Point labeling examples:
▼

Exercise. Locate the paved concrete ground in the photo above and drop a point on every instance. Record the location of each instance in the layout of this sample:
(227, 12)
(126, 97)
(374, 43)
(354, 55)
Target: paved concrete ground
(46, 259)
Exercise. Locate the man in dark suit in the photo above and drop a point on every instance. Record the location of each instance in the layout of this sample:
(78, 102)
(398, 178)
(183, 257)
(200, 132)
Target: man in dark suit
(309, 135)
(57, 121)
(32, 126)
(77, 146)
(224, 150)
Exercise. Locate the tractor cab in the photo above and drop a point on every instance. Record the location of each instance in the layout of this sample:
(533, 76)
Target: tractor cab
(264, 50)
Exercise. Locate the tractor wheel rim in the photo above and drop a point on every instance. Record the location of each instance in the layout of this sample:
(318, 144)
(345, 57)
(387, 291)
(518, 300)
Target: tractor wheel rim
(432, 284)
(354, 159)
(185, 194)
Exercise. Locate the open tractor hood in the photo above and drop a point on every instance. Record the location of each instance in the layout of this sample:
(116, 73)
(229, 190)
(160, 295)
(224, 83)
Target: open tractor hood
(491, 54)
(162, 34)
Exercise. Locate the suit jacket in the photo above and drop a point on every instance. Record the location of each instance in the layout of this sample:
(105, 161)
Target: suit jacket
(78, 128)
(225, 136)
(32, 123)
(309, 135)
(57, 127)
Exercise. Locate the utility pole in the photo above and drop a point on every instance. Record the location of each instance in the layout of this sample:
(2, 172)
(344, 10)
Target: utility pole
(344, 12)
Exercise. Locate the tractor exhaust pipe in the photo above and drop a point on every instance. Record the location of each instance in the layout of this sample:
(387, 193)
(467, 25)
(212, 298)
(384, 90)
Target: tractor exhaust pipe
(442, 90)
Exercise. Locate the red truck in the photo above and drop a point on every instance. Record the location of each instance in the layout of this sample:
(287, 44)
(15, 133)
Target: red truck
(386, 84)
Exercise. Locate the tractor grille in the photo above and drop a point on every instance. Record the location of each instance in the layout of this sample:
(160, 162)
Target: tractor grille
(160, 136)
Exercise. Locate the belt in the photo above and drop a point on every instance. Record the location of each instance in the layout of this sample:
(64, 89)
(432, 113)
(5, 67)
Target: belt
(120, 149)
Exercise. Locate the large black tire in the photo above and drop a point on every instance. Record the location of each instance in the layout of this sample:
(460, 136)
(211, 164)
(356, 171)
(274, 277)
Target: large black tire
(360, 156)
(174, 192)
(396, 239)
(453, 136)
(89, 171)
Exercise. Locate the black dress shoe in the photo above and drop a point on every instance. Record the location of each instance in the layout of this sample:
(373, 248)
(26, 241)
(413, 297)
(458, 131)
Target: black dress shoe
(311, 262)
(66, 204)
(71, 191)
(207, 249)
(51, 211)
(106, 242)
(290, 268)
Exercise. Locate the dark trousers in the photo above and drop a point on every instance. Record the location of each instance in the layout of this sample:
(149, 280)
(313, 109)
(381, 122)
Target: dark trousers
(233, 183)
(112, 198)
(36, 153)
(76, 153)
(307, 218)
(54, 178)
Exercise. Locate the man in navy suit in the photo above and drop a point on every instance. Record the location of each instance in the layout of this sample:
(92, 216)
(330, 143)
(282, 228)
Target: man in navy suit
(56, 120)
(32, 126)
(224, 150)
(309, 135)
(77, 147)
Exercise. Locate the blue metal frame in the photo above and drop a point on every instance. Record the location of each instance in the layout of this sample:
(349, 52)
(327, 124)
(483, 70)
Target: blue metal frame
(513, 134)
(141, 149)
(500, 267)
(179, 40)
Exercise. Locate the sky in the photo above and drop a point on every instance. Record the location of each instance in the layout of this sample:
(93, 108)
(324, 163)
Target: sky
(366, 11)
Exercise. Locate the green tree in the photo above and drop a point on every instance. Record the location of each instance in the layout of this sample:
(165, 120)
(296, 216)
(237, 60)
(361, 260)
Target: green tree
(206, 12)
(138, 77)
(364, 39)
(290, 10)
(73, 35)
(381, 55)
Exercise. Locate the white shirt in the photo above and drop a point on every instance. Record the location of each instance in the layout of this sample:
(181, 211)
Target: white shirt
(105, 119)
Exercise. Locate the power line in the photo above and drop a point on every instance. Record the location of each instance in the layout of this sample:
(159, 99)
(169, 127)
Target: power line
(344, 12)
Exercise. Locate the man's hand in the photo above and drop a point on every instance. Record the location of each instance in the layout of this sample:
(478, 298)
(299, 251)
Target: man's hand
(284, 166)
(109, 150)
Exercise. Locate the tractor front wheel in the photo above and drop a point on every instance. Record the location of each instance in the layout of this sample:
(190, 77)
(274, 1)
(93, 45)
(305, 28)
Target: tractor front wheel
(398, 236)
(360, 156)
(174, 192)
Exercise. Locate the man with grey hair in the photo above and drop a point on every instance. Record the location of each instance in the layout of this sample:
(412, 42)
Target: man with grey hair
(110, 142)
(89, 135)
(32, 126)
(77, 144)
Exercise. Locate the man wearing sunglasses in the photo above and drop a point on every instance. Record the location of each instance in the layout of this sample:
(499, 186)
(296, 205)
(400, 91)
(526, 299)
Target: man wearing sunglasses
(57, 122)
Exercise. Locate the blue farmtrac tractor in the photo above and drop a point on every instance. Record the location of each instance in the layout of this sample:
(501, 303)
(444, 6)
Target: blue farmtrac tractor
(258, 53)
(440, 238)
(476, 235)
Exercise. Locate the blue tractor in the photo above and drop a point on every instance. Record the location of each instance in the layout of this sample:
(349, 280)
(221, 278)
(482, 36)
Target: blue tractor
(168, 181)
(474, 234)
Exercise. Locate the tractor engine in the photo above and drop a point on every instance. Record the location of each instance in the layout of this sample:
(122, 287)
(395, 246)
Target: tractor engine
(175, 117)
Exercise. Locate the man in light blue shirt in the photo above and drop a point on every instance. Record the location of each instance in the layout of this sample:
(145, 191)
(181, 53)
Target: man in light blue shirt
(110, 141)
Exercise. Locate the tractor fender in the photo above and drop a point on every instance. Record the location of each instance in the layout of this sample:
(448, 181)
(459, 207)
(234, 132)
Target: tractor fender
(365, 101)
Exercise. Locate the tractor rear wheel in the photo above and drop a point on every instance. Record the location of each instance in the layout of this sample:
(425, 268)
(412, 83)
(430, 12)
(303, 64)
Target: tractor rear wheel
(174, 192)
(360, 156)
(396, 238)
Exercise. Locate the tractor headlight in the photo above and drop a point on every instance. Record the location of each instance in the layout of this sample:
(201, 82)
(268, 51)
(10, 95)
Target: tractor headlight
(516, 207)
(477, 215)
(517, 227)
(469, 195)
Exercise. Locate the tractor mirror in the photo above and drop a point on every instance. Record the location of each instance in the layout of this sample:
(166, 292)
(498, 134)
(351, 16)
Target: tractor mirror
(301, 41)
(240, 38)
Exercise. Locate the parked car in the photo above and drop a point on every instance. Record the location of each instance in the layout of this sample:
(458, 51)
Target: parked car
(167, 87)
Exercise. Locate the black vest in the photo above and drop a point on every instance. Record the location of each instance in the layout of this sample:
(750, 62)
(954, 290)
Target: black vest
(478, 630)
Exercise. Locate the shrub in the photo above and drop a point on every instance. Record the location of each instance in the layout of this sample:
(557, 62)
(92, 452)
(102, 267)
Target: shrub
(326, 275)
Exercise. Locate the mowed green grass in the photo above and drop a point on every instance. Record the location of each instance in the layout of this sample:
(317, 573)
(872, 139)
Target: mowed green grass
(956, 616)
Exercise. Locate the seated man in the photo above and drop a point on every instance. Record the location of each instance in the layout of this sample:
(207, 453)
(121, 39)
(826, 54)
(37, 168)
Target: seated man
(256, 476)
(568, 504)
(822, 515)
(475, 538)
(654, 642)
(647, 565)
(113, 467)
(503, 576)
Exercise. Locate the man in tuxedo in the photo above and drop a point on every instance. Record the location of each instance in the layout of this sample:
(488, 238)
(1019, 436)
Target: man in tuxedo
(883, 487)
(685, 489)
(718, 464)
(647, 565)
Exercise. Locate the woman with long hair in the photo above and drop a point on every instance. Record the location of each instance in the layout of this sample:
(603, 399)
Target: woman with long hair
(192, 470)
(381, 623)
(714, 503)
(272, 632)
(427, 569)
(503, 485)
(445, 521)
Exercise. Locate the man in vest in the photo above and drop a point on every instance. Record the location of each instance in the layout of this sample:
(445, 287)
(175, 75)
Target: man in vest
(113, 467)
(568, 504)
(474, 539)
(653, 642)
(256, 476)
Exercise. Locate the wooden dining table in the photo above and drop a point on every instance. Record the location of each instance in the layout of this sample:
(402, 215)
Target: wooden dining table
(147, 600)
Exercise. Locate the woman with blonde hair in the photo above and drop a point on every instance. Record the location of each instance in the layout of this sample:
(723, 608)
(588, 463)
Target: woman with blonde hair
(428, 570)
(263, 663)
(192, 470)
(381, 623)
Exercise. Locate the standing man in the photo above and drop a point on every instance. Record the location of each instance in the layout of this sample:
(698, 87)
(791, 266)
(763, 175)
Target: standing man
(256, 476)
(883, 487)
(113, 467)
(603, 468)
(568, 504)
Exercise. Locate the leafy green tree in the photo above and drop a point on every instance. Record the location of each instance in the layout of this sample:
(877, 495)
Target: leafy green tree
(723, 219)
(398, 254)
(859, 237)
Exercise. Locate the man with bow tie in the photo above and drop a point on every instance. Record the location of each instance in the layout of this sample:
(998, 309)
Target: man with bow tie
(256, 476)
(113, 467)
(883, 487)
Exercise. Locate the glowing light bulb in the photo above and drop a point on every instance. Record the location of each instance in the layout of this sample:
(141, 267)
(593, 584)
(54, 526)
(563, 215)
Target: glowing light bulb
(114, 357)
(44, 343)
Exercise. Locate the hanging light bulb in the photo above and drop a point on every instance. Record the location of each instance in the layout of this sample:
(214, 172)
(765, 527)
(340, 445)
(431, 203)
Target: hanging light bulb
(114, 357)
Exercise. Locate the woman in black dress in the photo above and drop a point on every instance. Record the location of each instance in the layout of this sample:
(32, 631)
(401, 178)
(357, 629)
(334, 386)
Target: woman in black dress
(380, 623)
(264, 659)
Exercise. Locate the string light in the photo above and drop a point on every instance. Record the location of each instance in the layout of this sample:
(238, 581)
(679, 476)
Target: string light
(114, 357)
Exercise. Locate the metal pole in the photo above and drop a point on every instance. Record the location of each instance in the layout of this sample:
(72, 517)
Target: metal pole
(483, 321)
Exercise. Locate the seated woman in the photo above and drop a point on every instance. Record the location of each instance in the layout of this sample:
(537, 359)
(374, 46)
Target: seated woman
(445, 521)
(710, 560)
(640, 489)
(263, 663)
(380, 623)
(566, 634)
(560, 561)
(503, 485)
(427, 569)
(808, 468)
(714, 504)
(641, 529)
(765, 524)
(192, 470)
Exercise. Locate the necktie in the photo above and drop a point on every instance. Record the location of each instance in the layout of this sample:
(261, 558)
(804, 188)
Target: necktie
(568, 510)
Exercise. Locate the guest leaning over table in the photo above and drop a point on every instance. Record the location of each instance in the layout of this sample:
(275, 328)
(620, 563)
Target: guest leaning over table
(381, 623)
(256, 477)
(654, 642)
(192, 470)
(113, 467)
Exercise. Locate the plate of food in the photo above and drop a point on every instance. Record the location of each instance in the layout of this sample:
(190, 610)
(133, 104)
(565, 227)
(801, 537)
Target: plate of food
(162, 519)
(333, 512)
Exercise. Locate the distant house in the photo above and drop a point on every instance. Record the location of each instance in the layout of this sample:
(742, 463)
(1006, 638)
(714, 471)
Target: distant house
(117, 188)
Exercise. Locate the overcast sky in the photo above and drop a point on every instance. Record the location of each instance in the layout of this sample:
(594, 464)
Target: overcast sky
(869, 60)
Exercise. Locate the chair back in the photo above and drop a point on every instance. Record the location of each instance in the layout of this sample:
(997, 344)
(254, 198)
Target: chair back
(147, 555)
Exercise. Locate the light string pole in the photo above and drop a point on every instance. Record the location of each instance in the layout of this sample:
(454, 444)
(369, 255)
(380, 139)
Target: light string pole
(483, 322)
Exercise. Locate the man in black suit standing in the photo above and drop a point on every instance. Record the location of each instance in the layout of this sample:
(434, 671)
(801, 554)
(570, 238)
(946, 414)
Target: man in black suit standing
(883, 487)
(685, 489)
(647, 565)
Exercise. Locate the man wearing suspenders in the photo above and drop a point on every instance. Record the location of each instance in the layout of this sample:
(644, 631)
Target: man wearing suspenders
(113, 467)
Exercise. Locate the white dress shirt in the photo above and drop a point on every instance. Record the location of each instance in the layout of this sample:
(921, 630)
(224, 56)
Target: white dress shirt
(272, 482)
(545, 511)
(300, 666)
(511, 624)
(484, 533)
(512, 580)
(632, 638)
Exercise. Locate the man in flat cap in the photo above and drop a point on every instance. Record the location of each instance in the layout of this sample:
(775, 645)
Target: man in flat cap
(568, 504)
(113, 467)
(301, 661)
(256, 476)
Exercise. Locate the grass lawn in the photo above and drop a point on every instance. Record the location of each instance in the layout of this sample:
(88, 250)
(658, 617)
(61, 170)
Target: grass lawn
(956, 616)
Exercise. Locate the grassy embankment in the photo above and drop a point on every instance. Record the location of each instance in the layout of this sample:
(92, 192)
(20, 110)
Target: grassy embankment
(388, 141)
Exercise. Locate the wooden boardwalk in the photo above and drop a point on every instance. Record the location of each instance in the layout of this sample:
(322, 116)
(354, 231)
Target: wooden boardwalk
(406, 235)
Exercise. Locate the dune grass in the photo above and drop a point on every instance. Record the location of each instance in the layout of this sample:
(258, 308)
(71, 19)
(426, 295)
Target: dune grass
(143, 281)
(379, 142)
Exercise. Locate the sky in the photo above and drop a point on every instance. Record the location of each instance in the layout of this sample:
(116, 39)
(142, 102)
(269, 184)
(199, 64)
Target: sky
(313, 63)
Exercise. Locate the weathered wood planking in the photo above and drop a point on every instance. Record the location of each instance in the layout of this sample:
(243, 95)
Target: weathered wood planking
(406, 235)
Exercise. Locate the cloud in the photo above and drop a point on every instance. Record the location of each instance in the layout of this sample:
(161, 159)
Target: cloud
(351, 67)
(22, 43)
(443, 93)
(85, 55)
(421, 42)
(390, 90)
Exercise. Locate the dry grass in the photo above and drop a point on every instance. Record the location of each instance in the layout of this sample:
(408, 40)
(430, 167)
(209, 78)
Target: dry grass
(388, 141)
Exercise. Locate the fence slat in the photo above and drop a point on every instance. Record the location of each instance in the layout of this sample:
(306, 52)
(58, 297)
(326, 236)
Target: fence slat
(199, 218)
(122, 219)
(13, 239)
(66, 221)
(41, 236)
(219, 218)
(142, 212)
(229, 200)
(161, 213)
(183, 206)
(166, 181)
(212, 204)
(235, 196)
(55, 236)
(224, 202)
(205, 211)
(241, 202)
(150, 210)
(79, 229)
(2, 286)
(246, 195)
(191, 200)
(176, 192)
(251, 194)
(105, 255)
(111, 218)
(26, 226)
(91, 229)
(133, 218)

▲

Set problem:
Repeat word for word every line from the one that holds "Exercise. Locate the weathered" to the end. Both ends count.

Reply to the task:
Exercise. Locate the weathered wood planking in the photo above and drop a point on every instance. Record the location of each instance in the layout of this sample:
(243, 95)
Target: weathered wood planking
(406, 235)
Exercise. Locate the cloud in the photo above and drop a point on every instance. Record the location of each instance in the layout of this sample:
(161, 159)
Target: cloud
(351, 67)
(22, 43)
(443, 93)
(85, 55)
(421, 42)
(390, 90)
Exercise. Locate the dry grass in the photo above and drop a point on every instance. Record the location of each instance in the layout of this sample:
(408, 40)
(430, 167)
(209, 78)
Target: dry grass
(388, 141)
Exercise. Locate the fence slat in the photo above and drop a point on every instance. Record the location of each instance in the layout of this sample:
(306, 52)
(58, 297)
(326, 236)
Target: fence slat
(199, 218)
(122, 219)
(13, 239)
(66, 221)
(41, 236)
(219, 218)
(142, 212)
(229, 200)
(161, 213)
(183, 206)
(166, 181)
(212, 204)
(235, 196)
(55, 236)
(224, 202)
(205, 211)
(241, 202)
(150, 210)
(79, 229)
(2, 286)
(246, 195)
(191, 200)
(176, 192)
(251, 194)
(105, 255)
(111, 218)
(26, 226)
(91, 229)
(133, 218)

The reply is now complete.